### Given request
Put the records between the lines holding "the blue lake" and "[(452, 214)]", inclusive, into a two-column CSV with the headers instruction and points, one row per record. Enclose each field in double quotes, and replace any line breaks inside a field with spaces.

### Material provided
┌────────

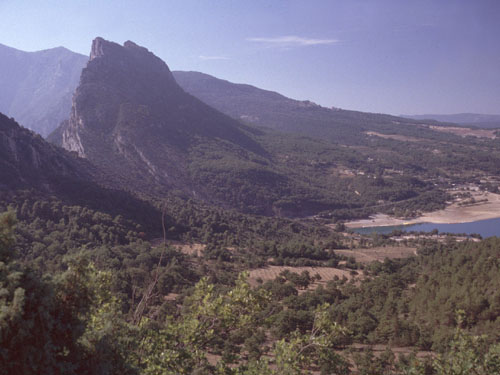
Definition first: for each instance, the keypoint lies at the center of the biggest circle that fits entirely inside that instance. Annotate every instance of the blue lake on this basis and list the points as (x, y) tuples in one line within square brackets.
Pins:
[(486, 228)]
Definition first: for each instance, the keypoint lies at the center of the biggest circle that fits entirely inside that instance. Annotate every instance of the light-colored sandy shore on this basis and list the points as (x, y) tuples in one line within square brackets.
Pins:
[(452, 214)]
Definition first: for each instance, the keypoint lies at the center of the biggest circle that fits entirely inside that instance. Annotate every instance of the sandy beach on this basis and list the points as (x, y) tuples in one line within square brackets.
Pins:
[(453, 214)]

└────────
┌────────

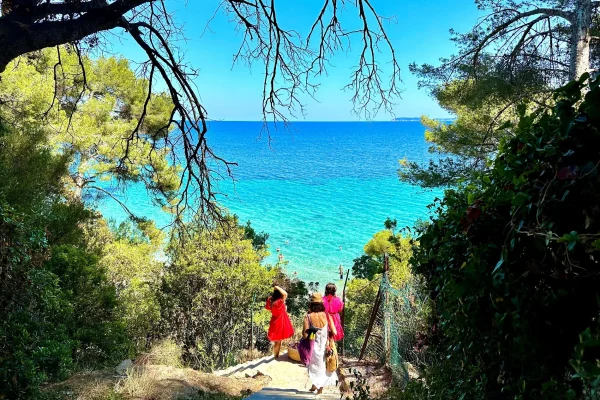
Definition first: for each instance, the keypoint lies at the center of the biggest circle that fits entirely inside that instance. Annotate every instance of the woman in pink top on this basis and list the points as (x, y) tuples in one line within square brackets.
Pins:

└────────
┌────────

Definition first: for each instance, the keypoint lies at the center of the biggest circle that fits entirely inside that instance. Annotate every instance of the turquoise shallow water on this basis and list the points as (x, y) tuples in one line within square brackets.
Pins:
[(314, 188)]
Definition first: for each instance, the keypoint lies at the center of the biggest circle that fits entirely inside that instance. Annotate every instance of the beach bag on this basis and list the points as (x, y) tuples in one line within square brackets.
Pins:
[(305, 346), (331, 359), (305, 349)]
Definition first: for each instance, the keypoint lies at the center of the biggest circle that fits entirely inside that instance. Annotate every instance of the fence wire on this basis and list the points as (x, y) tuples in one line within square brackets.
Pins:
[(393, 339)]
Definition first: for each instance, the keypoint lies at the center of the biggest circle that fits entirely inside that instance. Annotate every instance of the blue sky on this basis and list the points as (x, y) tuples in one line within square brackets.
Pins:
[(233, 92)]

└────────

### Answer below
instruction,points
"Definition first: for each instance, the keypoint lies at the center of the biggest circle that fits entirely inside that instance. Annotate every instance of the blue lake on this basis and list the points as (x, y) tuples in one line within square brackets. Pins:","[(486, 228)]"
"Definition first: for each instance, the keypoint lies at the center of the biggest circle that fits entirely inside that instance. Annotate every instance of the light-colored sandy shore on this basis and list the points as (x, y) tuples in one line within square brackets. Pins:","[(452, 214)]"